--- START OF Supplied records ---

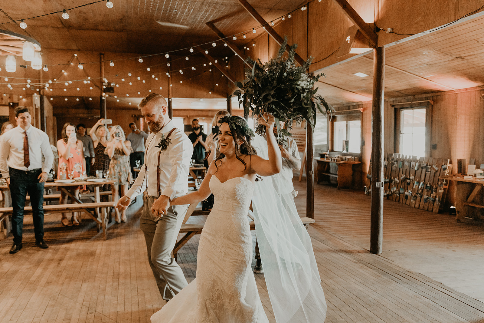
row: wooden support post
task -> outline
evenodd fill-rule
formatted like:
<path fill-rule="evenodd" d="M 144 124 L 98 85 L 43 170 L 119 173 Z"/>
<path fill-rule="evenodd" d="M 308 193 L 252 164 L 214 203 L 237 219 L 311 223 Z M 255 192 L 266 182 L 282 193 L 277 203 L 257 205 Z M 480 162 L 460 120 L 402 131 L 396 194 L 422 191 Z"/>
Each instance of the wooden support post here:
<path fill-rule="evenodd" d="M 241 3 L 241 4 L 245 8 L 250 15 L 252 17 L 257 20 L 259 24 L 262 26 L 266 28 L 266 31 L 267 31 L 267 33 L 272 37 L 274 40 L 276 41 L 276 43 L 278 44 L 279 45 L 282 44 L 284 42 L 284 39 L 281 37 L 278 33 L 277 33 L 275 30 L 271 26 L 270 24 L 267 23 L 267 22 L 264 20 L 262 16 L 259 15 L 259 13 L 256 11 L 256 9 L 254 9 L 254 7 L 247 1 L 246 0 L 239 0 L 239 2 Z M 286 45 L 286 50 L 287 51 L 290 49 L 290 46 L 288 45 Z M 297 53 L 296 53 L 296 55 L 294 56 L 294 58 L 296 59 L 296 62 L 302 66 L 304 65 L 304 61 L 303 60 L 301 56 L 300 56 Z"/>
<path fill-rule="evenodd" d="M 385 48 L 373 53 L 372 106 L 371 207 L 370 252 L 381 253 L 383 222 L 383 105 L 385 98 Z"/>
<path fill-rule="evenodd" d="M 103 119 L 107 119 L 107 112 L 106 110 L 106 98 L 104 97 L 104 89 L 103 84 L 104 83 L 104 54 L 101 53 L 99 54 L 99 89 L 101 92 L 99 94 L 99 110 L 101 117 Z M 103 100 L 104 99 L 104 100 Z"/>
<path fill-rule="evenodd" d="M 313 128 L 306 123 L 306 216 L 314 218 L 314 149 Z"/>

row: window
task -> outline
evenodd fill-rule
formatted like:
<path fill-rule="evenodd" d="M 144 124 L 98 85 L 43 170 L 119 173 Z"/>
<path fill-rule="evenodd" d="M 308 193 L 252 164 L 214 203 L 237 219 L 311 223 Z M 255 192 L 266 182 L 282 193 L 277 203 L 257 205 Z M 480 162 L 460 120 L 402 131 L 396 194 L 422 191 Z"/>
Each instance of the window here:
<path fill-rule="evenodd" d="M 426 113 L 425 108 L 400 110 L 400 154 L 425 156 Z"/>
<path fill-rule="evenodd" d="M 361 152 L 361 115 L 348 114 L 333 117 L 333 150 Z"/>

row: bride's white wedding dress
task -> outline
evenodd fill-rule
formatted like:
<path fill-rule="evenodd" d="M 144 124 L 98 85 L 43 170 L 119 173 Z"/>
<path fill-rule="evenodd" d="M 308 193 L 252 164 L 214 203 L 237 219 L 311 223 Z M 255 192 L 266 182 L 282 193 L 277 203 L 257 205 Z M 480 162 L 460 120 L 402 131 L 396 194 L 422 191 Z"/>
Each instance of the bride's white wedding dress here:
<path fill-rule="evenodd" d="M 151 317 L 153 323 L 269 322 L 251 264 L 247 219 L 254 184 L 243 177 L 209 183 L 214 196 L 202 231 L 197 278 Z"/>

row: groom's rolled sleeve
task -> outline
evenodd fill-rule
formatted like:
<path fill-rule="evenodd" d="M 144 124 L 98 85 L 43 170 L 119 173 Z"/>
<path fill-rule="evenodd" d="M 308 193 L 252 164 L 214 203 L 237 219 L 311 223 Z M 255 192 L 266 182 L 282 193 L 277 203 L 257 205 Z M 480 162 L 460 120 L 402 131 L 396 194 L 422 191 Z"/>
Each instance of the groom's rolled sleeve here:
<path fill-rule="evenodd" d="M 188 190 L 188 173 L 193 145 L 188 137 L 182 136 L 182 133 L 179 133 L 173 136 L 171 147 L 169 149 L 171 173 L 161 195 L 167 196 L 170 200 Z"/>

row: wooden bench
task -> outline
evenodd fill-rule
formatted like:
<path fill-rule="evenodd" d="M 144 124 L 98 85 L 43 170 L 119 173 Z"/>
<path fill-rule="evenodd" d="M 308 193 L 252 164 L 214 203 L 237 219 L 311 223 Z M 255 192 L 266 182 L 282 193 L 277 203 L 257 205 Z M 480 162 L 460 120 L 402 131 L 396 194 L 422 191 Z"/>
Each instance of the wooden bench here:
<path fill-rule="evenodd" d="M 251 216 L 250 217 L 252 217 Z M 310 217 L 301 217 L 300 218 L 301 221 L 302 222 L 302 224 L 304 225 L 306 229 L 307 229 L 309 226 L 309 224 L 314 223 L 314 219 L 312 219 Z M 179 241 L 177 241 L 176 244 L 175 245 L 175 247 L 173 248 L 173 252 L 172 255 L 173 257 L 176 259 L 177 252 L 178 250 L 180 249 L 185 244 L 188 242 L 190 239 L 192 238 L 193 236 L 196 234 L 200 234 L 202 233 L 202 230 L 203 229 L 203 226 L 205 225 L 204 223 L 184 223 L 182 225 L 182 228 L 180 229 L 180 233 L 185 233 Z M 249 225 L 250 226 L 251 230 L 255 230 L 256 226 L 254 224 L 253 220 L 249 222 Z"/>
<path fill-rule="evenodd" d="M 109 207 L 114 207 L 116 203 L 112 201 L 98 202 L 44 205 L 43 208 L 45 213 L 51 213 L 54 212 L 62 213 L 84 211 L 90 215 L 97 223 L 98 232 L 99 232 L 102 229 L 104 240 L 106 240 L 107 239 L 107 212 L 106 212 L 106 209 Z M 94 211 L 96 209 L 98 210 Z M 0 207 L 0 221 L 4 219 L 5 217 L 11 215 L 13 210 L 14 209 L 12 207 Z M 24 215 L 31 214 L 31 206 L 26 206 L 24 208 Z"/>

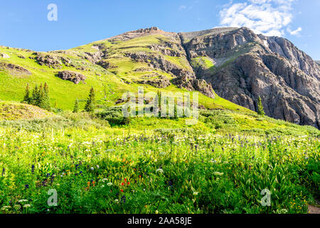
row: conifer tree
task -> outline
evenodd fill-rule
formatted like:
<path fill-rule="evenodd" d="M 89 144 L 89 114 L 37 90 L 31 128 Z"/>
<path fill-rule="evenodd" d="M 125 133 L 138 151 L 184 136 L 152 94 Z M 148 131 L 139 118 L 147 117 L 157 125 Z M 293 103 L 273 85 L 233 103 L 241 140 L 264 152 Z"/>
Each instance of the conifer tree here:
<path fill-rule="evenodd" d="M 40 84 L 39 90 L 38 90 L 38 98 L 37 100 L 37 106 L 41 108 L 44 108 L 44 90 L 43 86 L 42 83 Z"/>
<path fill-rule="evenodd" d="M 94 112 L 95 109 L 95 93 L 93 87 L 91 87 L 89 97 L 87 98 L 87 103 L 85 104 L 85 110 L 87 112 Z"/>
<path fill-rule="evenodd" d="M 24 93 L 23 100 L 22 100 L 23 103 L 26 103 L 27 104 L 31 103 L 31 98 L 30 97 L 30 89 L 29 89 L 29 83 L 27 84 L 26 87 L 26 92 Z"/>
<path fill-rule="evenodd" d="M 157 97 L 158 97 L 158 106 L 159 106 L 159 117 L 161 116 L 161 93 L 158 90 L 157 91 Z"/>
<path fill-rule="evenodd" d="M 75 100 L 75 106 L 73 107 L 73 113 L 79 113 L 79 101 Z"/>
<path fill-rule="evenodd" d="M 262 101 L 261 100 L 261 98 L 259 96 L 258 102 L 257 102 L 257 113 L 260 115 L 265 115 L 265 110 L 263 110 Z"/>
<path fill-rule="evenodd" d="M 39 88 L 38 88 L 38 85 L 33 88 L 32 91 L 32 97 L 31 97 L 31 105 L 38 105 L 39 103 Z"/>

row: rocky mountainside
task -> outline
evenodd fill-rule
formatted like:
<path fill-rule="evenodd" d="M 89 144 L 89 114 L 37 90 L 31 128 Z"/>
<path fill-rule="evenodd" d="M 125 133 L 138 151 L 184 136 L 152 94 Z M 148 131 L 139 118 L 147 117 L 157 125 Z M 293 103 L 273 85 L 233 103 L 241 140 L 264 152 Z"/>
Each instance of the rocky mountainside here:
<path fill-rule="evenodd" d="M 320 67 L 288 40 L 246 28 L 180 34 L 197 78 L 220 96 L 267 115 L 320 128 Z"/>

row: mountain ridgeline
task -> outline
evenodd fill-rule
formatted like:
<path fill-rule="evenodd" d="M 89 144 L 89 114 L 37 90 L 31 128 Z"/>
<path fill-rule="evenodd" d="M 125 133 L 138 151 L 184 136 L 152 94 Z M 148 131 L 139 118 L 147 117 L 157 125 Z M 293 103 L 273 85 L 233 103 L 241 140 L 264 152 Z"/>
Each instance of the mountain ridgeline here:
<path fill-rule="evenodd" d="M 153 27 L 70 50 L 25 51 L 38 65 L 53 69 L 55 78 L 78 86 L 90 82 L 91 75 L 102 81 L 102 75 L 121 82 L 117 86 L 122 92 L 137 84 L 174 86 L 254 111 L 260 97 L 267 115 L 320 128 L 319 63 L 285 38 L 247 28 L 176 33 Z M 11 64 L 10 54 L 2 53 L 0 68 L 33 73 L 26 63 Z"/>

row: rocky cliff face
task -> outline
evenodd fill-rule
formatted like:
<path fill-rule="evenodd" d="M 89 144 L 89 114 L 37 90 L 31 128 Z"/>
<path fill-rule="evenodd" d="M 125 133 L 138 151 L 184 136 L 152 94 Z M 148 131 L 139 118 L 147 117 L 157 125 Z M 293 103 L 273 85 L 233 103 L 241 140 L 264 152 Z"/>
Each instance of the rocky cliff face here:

--- END OF Supplied records ---

| Work instructions |
Lay out as a numbered list the lines of the listing from the line containing "row: rocky cliff face" through the final line of the listing, both included. Leave out any blank lines.

| Exercise answer |
1. row: rocky cliff face
2. task -> outline
3. evenodd fill-rule
4. formatted like:
5. <path fill-rule="evenodd" d="M 89 144 L 89 114 L 37 90 L 31 128 Z"/>
6. <path fill-rule="evenodd" d="M 125 133 L 138 151 L 184 136 L 152 94 Z M 148 131 L 139 118 L 147 117 L 157 125 Z M 293 103 L 273 85 L 233 103 L 241 140 L 264 152 Z"/>
7. Each instance of the rocky cliff face here:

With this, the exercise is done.